• _Task to carry out_: Repeat the following lines exactly, leaving out the pictures.

(Coordinate labeling data)
------------------------------------

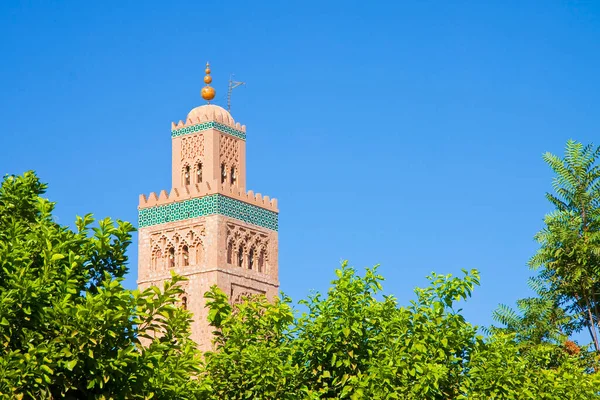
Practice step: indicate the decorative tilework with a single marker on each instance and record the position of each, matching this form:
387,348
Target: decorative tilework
208,205
208,125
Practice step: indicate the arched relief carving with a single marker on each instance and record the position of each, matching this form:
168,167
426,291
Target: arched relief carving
247,248
239,293
192,147
229,157
177,248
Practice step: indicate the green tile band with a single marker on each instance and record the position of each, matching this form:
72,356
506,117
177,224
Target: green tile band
208,205
208,125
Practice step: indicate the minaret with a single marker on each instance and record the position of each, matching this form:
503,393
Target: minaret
208,227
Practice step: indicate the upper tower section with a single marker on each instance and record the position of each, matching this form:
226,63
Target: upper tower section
208,158
209,147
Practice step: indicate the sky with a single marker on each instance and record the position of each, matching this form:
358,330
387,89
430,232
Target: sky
408,134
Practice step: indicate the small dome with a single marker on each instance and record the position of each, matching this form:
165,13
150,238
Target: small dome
210,112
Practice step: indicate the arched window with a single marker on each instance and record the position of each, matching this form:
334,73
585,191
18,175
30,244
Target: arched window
199,173
251,258
171,258
232,176
199,252
185,256
186,175
156,255
230,253
261,261
241,256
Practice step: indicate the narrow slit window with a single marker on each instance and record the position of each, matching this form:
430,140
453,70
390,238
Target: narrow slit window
185,256
186,175
261,261
251,259
230,253
240,257
232,176
171,258
199,173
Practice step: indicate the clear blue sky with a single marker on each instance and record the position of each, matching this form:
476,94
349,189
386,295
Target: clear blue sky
403,133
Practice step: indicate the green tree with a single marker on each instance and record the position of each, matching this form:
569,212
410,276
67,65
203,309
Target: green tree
568,260
354,343
68,327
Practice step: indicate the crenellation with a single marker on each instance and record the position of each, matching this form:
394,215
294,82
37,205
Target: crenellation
208,227
204,189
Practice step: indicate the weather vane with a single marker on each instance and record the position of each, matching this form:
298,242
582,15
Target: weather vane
208,92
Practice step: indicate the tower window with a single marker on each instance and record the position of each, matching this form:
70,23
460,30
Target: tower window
223,173
171,258
261,261
232,176
185,256
199,173
241,256
251,259
155,259
230,253
199,253
186,175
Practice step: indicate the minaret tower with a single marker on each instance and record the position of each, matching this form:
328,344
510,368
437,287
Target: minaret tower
208,227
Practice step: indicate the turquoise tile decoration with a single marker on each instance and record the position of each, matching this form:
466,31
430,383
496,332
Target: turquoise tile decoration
208,205
208,125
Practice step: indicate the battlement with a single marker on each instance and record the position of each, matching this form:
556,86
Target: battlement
205,189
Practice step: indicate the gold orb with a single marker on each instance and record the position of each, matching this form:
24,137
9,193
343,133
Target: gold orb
208,93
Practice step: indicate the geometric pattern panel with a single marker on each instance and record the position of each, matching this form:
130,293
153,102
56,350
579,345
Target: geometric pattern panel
208,205
208,125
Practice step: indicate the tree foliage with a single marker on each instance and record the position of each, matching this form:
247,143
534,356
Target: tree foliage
68,328
355,344
568,260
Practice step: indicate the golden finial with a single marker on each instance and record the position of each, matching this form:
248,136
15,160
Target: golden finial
208,92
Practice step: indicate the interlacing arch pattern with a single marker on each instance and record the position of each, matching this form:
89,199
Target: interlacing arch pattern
247,248
192,147
230,159
177,249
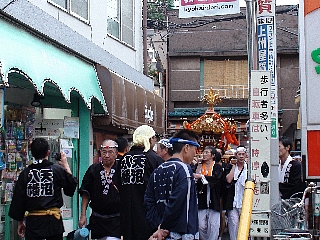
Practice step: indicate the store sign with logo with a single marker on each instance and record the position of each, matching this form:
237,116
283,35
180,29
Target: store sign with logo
148,114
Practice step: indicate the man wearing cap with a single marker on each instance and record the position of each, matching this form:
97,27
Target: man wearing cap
100,190
236,179
290,171
164,149
38,194
136,167
123,146
171,198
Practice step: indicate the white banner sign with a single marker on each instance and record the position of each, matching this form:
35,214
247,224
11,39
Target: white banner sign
200,8
260,132
267,50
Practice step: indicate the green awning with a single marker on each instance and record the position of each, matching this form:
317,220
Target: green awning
41,62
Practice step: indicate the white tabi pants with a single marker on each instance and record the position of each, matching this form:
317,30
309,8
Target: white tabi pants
209,224
233,222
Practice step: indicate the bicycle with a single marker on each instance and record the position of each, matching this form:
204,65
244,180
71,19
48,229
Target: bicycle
288,217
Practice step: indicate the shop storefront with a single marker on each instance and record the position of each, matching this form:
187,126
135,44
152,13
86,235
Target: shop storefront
45,91
130,106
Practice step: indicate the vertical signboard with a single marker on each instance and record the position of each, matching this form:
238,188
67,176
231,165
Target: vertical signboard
310,83
260,133
200,8
267,50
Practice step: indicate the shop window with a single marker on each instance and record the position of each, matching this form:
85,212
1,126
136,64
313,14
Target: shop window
120,20
228,78
79,8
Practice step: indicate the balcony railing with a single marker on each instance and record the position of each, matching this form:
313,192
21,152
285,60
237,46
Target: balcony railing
228,91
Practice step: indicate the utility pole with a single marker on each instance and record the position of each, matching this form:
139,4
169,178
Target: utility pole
145,42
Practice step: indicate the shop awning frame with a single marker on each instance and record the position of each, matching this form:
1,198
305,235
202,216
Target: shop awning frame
40,62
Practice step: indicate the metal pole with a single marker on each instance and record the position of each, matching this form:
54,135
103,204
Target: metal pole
145,42
252,50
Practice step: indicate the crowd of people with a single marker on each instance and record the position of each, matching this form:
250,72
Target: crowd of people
141,194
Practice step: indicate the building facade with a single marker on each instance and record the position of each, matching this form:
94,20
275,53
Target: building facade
211,52
71,71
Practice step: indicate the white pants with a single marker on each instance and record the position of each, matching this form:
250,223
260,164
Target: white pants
209,224
233,222
109,238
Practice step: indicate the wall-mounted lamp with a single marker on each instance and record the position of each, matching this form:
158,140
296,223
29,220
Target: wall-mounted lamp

------------------------------------

• _Written response_:
Practice step: indicate the decorative tilework with a single marker on each instance and record the position of each, matching this form:
387,348
Target: decorative tilework
208,205
208,125
Practice step: indicate the arched relief carving with a single marker on each instance and record the position of each, matching this form:
168,167
426,291
Target: arched relief carving
247,248
239,293
192,147
229,157
177,248
Practice step: indicate the green tile band with a single marker on each instance and record the position of each, matching this form:
72,356
506,117
177,224
Target: green tile band
208,205
208,125
Practice step: indicate the minaret with a single marker on each instance and record the position of each, matching this form:
503,393
Target: minaret
208,227
Practice step: indicate the upper tower section with a single marker on each instance and record the position of each, matching this form:
226,63
Target: upper tower section
208,158
209,147
Practice step: indicate the sky with a single marker on each instance and record the position of each, matching this form:
358,330
387,89
430,232
Target: sky
408,134
Practice step: indicate the small dome with a single marker on each instance and record the position of each, matching this form:
165,13
150,238
Target: small dome
210,112
Practice step: indicate the arched window with a single marker on each instance and record the position of each, matching this form:
334,73
585,191
18,175
30,244
Target: arched window
199,173
251,258
171,258
232,176
199,252
185,256
186,175
156,255
230,253
261,261
241,256
Practice step: indicate the narrow slit window with a single marker on each instance and record the position of each, matching this form:
430,140
453,70
390,238
Target: narrow slit window
185,256
186,175
261,261
251,259
230,253
240,257
232,176
171,258
199,173
Practice step: indicate the clear blue sky with a single marker on each instance and record the position of each, matching this form:
476,94
349,189
386,295
Target: clear blue sky
403,133
Practice step: indicate the green tree with a single marker on each instance and record the position of each, matching this form:
569,212
410,276
67,65
203,309
Target: green tree
568,260
354,343
68,327
Practice step: indicate the crenellation with a single marker on each instance and record the position of each, matching this form:
394,215
294,82
37,205
Target: crenellation
208,227
204,189
Practice step: indicate the weather vane with a single marker on each instance and record the position of each, matching this form:
298,242
582,15
Target: weather vane
208,92
Practice step: indicate the tower window with a single marker on each instance and record the position of each, matching this form:
70,23
460,30
Target: tower window
223,173
171,258
261,261
232,176
185,256
199,173
241,256
251,259
155,259
230,253
199,253
186,175
Practice step: indicate the minaret tower with a single marker on each instance and record the position of each, matching this form:
328,344
510,368
437,287
Target: minaret tower
208,227
Practice step: indicate the turquoise tile decoration with a single marker on each instance and record the position of each, matching this form:
466,31
430,383
496,332
Target: turquoise tile decoration
208,205
208,125
Practice step: indicate the battlement with a single marker on each instance and record the position of each, matching this form:
556,86
Target: battlement
205,189
Practice step: indicate the gold orb with a single marker on each instance and record the position of each, matching this form:
24,137
9,193
343,133
Target: gold orb
208,93
Practice step: indicate the geometric pattern panel with a single marker on each instance and record the position of each, matching this form:
130,293
153,102
56,350
579,345
Target: geometric pattern panel
208,205
208,125
Practice step: indicate the tree foliage with a single marker on each instance and record the position of each, matching this form:
247,143
534,356
Target: tree foliage
68,328
355,344
568,260
Practice step: indicate the golden finial with a single marker on each instance and record the position of each, matching this form:
248,136
15,160
Target: golden finial
208,92
Practice step: indicate the interlacing arch pattern with a single marker on each instance and record the position of each, matching this form:
89,199
Target: interlacing arch pattern
247,248
192,147
230,159
177,249
Practice step: indicate the store sign with logo with a single marker on each instance and record the position of each, matching this form:
237,116
283,35
180,29
Target: store sign with logo
148,114
Practice step: indicate the man wearing cap with a single marker on each instance and record the position of each, matching this form:
97,27
Target: man wearing cap
100,190
236,179
290,171
164,149
38,194
136,167
123,146
171,198
Practice step: indicate the white banner sign with a single marker on each instance and record the position of each, matching this form:
35,214
247,224
11,39
Target: white banner sign
200,8
260,132
267,50
Practice step: indicate the green awning with a single marker on each instance and record the position of each, matching this form:
317,220
Target: green awning
41,62
Practice step: indicate the white tabi pants with a single marker on each instance and record the position of each, matching this form:
317,30
309,8
Target: white tabi pants
209,224
233,222
Practice step: indicate the bicycle with a single marker on each instance and record the position of each, matching this form:
204,65
244,180
71,19
48,229
Target: bicycle
288,217
Practice step: indicate the shop storefront with a single marker on each instance and record the position of each, matching this form:
187,126
135,44
152,13
86,235
Target: shop storefront
45,91
130,106
Practice step: indicate the vertical signboard with a single marker on each instance and record the position of each, matching this form:
238,188
67,176
231,165
Target: vertical signboard
310,83
260,133
200,8
267,50
Practice step: indicate the shop window with a single marker on each instance and record the position of each, matching this form:
85,212
1,126
136,64
313,14
Target: shop window
120,20
228,78
79,8
Practice step: indicate the balcony railing with a single marker on each instance and record the position of each, matching this form:
313,192
21,152
285,60
237,46
Target: balcony railing
228,91
Practice step: indicate the utility pole with a single marker on each instance and record the position of each, matching this form:
139,4
169,178
Target: utility pole
145,42
Practice step: indicate the shop awning frame with a single marker on each instance and record the position of each, matching this form:
1,198
305,235
202,216
Target: shop awning frame
40,62
Practice step: indicate the metal pole with a single marker on each instance and record the position of each, matching this form:
54,135
103,204
Target: metal pole
145,42
252,50
Practice step: indicate the crowd of people with a single marker on each instance and record the position of each, matching this form:
250,72
Target: crowd of people
141,194
Practice step: indicate the building facade with a single marker on each instance and record the position of each, matching this form:
94,20
275,53
Target: building facade
211,52
71,71
Practice step: indicate the white pants with a single marker on each instance and record the position of each, matching this form:
250,223
260,164
Target: white pants
209,224
233,222
109,238
Practice step: indicate the wall-mounted lamp with a single marker on each instance and record the position of each, matching this form:
158,140
296,223
29,220
Target: wall-mounted lamp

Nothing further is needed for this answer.